>> START SELECTED EXCERPT

In England in the last century windows were taxed. Many were then
bricked up. That was bad for the health and the comfort of the people.
In the Middle East, a sultan placed a tax on date trees. They were cut
down. The food supply suffered and the country became more' arid. In
South Africa, wheels have been taxed. The poor whites and blacks who
depended on ox-drawn wagons or carts removed the wheels. That was hard
on the oxen and bad for the country. Sleds tore up the surface of the
earth and greatly increased the peril of erosion.
DESTRUCTIVE POWER OF TAXATION
Those are spectacular examples of the destructive power of taxation.
The outward and visible signs of destruction caused by some other taxes
are not so obvious, but it, nonetheless, occurs. In some instances the
effects of taxation may be even more dangerous for the community than
the mere destruction of commodities. Income tax furnishes an example of
this. That tax is justified on the basis of the ability of the possessor
of an income to pay it. We are nowhere told where the state got the
right to act as a Robin Hood or highwayman and to demand a share of his
income. That is the assumption behind the basis of the ability to pay. A
private individual is not normally entitled in business to demand, in
return for what he gives, more than its value. On what moral grounds is
the state entitled to claim from the taxpayer more than the value of the
service it renders to him of the benefits it confers on him? Income tax
bears no relationship whatever to such services or benefits.

>> END SELECTED EXCERPT

REQUESTS >>
1. In the passage on taxation, what did the poor people in South Africa do when wheels were taxed?
2. Continue the passage on taxation from the point where it stops.
The records are separate material, unrelated to the passage on taxation.

>> START ENTRIES SUPPLIED

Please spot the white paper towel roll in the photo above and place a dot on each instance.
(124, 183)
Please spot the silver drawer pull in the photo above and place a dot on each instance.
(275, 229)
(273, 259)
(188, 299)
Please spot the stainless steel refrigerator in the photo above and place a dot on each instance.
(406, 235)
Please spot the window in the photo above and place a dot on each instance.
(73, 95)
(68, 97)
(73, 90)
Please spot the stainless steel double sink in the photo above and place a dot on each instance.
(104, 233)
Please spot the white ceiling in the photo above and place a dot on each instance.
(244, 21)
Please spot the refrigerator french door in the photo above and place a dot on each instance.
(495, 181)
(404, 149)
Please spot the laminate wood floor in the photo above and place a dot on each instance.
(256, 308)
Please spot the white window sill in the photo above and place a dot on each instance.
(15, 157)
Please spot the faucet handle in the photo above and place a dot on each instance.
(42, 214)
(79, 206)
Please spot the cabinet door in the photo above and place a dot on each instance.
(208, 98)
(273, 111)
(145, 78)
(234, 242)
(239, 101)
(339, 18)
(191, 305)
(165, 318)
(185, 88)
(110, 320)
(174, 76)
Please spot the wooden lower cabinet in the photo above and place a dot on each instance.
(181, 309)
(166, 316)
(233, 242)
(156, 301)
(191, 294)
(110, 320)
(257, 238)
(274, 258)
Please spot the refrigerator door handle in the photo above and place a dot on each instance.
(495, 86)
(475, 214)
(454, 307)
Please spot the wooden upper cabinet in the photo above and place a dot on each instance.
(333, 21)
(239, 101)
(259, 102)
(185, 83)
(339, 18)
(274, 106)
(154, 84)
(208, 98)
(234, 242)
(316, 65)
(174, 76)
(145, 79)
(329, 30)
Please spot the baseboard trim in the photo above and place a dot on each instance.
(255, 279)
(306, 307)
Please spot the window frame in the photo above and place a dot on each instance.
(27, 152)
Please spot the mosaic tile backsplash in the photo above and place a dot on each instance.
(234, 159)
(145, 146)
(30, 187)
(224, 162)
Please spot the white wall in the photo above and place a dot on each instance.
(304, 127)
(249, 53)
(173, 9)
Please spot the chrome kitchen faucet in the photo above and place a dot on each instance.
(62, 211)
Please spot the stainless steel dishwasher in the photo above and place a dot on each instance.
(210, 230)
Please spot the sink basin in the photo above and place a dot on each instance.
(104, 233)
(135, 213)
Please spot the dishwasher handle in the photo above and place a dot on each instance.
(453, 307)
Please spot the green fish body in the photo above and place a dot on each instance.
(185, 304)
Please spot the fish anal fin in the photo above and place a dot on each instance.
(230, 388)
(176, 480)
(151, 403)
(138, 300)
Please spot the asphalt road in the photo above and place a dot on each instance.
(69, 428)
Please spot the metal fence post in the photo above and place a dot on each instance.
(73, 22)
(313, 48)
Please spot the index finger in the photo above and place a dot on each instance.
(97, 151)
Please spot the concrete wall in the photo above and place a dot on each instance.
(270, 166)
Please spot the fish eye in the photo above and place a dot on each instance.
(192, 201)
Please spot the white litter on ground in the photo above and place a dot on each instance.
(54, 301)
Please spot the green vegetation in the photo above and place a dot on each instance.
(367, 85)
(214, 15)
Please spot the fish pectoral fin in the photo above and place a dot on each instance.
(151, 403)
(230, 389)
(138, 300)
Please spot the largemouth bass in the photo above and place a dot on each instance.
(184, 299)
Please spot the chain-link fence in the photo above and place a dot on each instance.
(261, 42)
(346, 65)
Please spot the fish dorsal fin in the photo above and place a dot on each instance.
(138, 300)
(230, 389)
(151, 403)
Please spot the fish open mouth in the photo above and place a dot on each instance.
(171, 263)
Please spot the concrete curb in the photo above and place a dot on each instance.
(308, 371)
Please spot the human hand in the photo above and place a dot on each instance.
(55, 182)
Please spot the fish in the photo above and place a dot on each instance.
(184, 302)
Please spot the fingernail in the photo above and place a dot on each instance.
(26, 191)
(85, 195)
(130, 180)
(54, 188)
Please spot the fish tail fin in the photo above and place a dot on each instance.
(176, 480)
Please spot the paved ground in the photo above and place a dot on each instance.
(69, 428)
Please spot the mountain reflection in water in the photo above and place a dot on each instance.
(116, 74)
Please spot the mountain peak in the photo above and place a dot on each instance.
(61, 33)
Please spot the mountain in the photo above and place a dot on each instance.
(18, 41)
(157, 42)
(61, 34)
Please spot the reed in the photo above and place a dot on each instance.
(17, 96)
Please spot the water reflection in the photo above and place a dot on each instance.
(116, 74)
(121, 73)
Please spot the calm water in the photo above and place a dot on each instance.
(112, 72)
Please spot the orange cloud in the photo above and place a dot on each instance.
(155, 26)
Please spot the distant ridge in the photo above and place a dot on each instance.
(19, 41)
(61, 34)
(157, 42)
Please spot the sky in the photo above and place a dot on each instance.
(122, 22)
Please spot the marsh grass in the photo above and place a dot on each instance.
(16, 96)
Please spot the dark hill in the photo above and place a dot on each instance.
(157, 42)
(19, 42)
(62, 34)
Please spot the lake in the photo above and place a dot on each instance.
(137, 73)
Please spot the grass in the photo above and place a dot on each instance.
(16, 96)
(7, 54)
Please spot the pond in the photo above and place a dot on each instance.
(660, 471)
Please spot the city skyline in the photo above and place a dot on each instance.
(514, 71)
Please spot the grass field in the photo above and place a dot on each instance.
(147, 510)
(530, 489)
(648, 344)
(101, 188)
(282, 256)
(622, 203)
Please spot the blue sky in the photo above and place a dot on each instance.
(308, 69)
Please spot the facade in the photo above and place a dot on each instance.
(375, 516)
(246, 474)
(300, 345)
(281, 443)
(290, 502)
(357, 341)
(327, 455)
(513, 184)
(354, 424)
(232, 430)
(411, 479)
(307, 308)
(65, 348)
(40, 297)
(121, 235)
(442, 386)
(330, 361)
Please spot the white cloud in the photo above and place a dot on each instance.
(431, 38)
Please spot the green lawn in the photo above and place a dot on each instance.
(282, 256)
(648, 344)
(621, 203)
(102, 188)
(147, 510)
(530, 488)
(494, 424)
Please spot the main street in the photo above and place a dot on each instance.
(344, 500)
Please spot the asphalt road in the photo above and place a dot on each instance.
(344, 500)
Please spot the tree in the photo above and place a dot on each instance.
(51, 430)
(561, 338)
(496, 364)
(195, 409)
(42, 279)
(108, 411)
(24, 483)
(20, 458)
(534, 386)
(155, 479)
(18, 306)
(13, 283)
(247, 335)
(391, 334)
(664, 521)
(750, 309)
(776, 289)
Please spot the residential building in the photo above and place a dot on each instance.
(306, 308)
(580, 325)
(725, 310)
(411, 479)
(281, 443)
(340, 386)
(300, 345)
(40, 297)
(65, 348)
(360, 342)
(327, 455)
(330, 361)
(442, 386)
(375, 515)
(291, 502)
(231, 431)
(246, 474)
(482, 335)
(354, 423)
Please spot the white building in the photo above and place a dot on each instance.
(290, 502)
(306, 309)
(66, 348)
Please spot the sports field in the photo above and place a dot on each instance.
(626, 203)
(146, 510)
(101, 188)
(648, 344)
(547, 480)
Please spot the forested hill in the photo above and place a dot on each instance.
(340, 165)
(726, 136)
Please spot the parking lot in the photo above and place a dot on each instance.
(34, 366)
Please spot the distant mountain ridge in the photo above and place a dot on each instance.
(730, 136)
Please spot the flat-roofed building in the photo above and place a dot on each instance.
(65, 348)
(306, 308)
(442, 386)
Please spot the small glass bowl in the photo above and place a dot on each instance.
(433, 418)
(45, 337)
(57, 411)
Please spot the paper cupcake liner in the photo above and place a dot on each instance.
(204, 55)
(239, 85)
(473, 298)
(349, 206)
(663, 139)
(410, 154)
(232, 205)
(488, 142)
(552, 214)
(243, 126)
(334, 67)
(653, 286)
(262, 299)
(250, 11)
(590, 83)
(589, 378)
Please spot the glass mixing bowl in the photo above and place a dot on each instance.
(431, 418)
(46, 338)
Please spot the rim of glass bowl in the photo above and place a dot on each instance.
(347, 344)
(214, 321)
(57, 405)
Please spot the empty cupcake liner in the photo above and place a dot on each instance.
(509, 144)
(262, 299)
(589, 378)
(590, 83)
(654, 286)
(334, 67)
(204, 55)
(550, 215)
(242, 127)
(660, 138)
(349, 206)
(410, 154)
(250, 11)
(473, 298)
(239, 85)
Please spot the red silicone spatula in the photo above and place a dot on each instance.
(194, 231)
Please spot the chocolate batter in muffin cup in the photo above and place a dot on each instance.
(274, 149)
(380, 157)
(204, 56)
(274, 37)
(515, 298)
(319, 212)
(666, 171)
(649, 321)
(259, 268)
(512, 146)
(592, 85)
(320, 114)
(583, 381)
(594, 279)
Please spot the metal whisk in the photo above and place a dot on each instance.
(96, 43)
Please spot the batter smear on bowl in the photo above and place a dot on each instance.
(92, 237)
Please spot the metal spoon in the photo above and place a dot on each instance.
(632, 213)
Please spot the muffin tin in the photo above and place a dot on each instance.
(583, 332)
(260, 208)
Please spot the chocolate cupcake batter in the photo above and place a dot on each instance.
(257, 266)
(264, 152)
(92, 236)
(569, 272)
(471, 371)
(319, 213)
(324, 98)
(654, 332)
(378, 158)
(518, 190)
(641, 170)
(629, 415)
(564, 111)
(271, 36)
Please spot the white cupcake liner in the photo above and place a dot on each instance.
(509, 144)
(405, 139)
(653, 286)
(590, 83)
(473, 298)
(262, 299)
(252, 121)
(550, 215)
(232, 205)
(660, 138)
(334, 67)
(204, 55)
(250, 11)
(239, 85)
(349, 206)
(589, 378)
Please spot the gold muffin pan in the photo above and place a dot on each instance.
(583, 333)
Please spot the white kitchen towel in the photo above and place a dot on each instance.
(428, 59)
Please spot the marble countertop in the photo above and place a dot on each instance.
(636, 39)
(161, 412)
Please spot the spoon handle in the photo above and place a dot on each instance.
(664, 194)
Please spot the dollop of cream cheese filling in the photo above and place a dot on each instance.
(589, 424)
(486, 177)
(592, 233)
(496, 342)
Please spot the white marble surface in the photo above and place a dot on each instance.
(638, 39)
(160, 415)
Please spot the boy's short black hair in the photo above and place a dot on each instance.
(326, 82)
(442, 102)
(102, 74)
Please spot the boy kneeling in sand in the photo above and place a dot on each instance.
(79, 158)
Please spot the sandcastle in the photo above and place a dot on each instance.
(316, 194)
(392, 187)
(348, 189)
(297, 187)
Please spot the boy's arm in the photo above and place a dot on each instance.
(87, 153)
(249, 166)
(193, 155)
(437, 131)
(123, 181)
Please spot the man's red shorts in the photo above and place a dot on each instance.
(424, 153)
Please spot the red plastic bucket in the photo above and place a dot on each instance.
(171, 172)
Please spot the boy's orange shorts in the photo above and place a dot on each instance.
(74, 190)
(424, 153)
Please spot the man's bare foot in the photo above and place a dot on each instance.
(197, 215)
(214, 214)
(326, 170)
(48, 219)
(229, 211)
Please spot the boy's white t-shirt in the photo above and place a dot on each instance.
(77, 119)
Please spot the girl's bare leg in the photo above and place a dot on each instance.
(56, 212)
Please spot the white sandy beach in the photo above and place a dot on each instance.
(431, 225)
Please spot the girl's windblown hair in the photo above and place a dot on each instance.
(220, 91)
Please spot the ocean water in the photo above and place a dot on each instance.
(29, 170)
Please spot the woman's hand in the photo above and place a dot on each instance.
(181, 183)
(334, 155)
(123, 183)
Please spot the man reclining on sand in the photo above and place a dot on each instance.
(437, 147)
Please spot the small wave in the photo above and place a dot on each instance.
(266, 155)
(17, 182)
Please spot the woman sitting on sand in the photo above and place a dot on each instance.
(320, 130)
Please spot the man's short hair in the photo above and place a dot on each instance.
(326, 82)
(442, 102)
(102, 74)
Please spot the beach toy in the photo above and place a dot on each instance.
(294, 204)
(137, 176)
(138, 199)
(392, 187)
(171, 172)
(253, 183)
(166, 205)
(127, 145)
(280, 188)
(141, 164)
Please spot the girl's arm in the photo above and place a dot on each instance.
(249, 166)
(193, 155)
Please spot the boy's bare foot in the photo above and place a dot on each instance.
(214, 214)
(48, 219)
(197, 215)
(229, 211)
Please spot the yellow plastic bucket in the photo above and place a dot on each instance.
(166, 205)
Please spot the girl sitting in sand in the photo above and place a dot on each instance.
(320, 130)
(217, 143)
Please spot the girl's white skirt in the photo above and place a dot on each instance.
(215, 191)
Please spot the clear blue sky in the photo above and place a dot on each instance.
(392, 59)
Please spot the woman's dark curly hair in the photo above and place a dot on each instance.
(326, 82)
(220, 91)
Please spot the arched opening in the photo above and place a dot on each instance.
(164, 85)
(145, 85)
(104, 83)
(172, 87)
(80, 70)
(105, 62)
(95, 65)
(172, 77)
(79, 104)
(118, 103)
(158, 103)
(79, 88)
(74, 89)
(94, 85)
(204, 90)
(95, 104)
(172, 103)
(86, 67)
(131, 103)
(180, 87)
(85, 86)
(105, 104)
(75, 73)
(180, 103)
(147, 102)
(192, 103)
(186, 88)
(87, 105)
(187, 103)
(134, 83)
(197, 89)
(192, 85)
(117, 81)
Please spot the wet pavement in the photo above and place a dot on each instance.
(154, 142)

>> END ENTRIES SUPPLIED

ANSWERS FOR THE EXERCISE >>
1. They removed the wheels from their ox-drawn wagons or carts.

2.
But much worse is involved. The amount payable by the taxpayer depends
on how much he can hide from the tax gatherer. It places a premium on
his dishonesty. The moral degeneration it causes to the character of the
people is incalculable. It destroys integrity and respect for truth and
law. A very high rate of taxation tends to kill initiative, and makes
those who must pay it likely to slacken in their efforts and their work.
After a certain stage is reached, the taxpayer is virtually working,
without payment, for the Government. In any event, the more he works the
more he must pay.
So, too, with customs tariffs. Here the intention is to destroy foreign
trade. If we had been logical, we should have welcomed the damage the
German submarines tried to do to prevent our carrying on such trade.
Tariffs place in the way of every traveller the temptation to try to
smuggle goods into the country. In effect we treat those goods as evils
and the person bringing them in as a criminal. Customs tariffs breed
unfriendliness between nations and they have been an important factor in
causing wars.
Heavy trading licenses tend to destroy competition. They keep a small
man from entering business and so help to establish monopolies. A tax on
improvements tends to restrict building and is a substantial obstacle in
the way of meeting the housing shortage. One might go on like that
through the whole gamut of taxation as now levied.
EFFECTS OF TAXATION ON COST OF LIVING
Another serious evil that flows from our present system of taxation is
its effect in raising the cost of living. That is obvious with customs
tariffs and sale and purchase taxes. At first sight, it is not so
obvious with the income tax, but it is, nonetheless, true with it also.
The rate at which anyone will lend money must be high enough to include
the tax and leave at the same time an attractive rate of interest.
Similarly, the merchant will fix his price for the commodity he sells to
include enough to give him the required income after he has paid the
tax.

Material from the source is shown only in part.